§ **WORK ITEM**:
Reproduce the data exactly and drop any pictures it holds.

§ **RECORDS TO USE**:
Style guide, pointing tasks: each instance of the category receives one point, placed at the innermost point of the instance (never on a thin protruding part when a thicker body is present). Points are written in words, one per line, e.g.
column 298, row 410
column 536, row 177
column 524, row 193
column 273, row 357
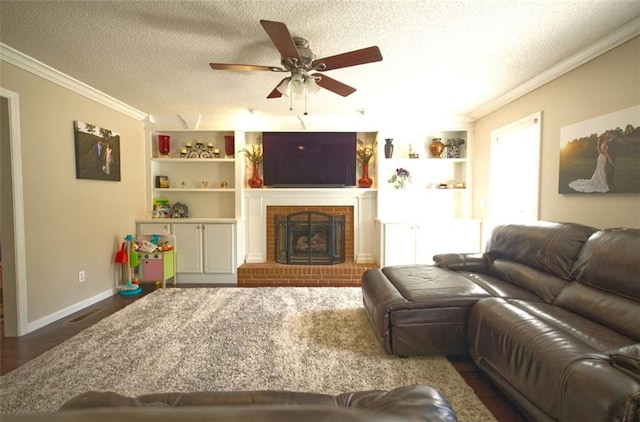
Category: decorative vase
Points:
column 365, row 181
column 164, row 145
column 256, row 181
column 229, row 146
column 436, row 147
column 388, row 148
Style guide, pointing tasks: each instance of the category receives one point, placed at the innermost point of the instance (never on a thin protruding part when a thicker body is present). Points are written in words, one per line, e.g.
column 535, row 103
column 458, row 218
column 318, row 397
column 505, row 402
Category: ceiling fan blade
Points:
column 281, row 38
column 243, row 67
column 352, row 58
column 275, row 93
column 333, row 85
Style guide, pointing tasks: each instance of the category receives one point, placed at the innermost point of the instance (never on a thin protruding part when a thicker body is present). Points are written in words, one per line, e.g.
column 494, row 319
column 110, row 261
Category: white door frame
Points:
column 534, row 187
column 19, row 300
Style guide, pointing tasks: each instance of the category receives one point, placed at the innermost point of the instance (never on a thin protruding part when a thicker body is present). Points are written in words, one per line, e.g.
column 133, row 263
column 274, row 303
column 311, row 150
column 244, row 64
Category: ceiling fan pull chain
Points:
column 305, row 100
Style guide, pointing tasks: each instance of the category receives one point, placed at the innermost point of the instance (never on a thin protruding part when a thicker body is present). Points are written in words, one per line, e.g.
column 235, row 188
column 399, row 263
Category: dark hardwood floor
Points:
column 16, row 351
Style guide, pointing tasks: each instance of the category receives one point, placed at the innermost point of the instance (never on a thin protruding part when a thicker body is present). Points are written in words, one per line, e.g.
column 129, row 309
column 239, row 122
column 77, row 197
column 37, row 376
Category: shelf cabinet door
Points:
column 188, row 247
column 218, row 248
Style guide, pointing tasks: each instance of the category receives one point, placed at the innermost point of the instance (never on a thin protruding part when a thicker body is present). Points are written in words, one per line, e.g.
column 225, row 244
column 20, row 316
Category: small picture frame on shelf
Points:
column 162, row 182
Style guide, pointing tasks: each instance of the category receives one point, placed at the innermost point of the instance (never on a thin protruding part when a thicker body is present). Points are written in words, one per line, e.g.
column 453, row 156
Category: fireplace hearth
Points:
column 309, row 238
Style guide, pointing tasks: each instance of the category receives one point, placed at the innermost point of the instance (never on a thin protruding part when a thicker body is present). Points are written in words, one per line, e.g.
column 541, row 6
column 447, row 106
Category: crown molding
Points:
column 13, row 56
column 619, row 36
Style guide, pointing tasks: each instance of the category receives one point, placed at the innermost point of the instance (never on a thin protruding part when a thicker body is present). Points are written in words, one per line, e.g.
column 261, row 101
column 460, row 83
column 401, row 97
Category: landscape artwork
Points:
column 97, row 152
column 601, row 155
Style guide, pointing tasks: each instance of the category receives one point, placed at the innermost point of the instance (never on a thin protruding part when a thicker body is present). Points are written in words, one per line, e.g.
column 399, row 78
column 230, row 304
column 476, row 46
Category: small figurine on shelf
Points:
column 255, row 156
column 454, row 147
column 179, row 210
column 400, row 178
column 412, row 153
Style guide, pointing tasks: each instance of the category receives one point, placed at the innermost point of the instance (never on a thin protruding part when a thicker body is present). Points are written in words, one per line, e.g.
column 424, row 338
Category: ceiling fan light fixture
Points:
column 283, row 88
column 311, row 86
column 296, row 84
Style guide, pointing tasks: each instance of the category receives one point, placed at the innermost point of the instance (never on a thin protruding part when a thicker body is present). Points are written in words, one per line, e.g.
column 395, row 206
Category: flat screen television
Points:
column 309, row 159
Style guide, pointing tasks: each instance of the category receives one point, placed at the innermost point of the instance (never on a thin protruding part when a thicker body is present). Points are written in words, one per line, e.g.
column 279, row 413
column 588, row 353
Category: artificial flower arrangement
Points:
column 365, row 150
column 400, row 178
column 255, row 154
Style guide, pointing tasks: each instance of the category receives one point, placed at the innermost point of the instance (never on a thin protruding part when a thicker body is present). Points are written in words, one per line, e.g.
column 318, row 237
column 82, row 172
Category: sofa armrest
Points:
column 476, row 262
column 627, row 357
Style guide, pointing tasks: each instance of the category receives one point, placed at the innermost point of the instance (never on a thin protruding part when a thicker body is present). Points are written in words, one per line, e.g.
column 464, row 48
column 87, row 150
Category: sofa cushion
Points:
column 498, row 287
column 546, row 246
column 530, row 352
column 627, row 357
column 608, row 309
column 610, row 261
column 543, row 285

§ **RESULT FOR THIS EXERCISE**:
Style guide, pointing tasks: each instance of the category receives one point, placed at the innermost point of the instance (never on a thin protruding part when a thicker body is present). Points are written in words, one per line, e.g.
column 298, row 410
column 536, row 177
column 524, row 193
column 273, row 357
Category: decorative vase
Points:
column 365, row 181
column 164, row 145
column 256, row 181
column 229, row 146
column 436, row 147
column 388, row 148
Style guide, pointing tasks: each instance of the category receives one point, placed at the innermost point of the instance (never on a thin protruding part when a thicker body is present). Points are written in words, one per line, e.g.
column 535, row 103
column 458, row 218
column 318, row 397
column 505, row 402
Category: ceiling fan blade
Points:
column 281, row 38
column 243, row 67
column 352, row 58
column 275, row 93
column 333, row 85
Style guide, pointing tasks: each instance of the category receives one point, placed at the innermost point of the instance (never on a thin protruding part when a thicker body is present). Points are written in words, one per line, e.g.
column 494, row 319
column 110, row 261
Category: white door frame
Points:
column 534, row 187
column 19, row 300
Style guide, pointing tasks: each instance of the category receives one point, placed at the innermost point of the instance (never on a thin protruding part when a thicker body is present). Points are written in words, one per line, e.g.
column 133, row 263
column 274, row 303
column 311, row 150
column 244, row 64
Category: ceiling fan pull chain
Points:
column 305, row 100
Style guide, pointing tasks: each instance of the category receives one point, placed at the innermost point of the instance (never on a thin protruding part when a thicker body is present). Points are written in words, one per line, e.g.
column 235, row 188
column 399, row 263
Category: dark hardwood floor
Points:
column 16, row 351
Style guide, pointing tasks: each instance of the category receives one point, placed at the innermost point of the instance (never on a thin protruding part when a thicker body is present). Points are written in words, one per line, e.g.
column 129, row 309
column 239, row 122
column 77, row 197
column 37, row 376
Category: shelf cabinet door
Points:
column 188, row 247
column 218, row 248
Style guide, pointing tasks: each instance of the category receives one point, placed at the innermost point of the instance (never on a thin protruding part when a thicker body is present). Points are written in words, one per line, e.g.
column 225, row 244
column 20, row 316
Category: small picture frame on shelf
Points:
column 162, row 182
Style guide, pointing tasks: each instance of the category receives one point, placed at the innermost point of the instance (never on a thin protruding part when a thicker body is present). Points are written in words, one per line, e.g.
column 453, row 156
Category: fireplace hearth
Points:
column 309, row 238
Style guide, pointing tasks: each instance of the category receives one point, placed at the innermost point of the instance (never on a thin protruding part when a thicker body is present). Points are written in words, one per line, e.g.
column 541, row 6
column 447, row 106
Category: crown molding
Points:
column 13, row 56
column 619, row 36
Style guide, pointing tasks: each instance of the category receives one point, placed at the innermost point of the instance (never on a thin protruding part when a thicker body is present). Points are written in words, one per line, e.g.
column 261, row 101
column 460, row 83
column 401, row 97
Category: landscape artwork
Points:
column 97, row 152
column 601, row 155
Style guide, pointing tasks: each instance of the category receives one point, placed at the innermost point of the instance (never on a thin protruding part when a thicker body is present). Points are written in words, one per line, e.g.
column 399, row 78
column 230, row 304
column 476, row 46
Category: small figurine on shelf
Points:
column 255, row 156
column 454, row 147
column 179, row 210
column 400, row 178
column 412, row 153
Style guide, pointing tasks: each instance of the category receives one point, placed at the innermost point of the instance (never on a thin protruding part when a thicker body is present). Points are written in words, one per line, e.g.
column 424, row 338
Category: ceiling fan light fixture
Points:
column 283, row 88
column 311, row 86
column 296, row 84
Style guide, pointing tasks: each instance of the category receives one point, placed at the innermost point of the instance (never on a thin protruding part when a thicker body is present). Points are written in words, one per line, e.g.
column 395, row 206
Category: flat screen television
Points:
column 309, row 159
Style guide, pointing tasks: each instance of the category receives one point, placed at the innermost point of the instance (never on a thin protruding part when a thicker body is present). Points are written in words, one per line, e.g.
column 279, row 413
column 588, row 353
Category: artificial flower arrangement
Points:
column 365, row 150
column 400, row 178
column 255, row 154
Style guide, pointing tasks: each instance of the category receives one point, placed at the innermost point of the instance (never on a thin protruding part when a thicker body is present). Points are written in words, one per line, e.g.
column 318, row 237
column 82, row 172
Category: sofa armrest
Points:
column 476, row 262
column 627, row 357
Style guide, pointing tasks: each instance of the category receives one point, placed at the innermost point of the instance (never on a thin protruding part when a thicker body is present). Points are written in words, one per line, e.g.
column 464, row 48
column 87, row 150
Category: sofa cushion
Points:
column 498, row 287
column 546, row 246
column 530, row 352
column 627, row 357
column 608, row 309
column 610, row 261
column 543, row 285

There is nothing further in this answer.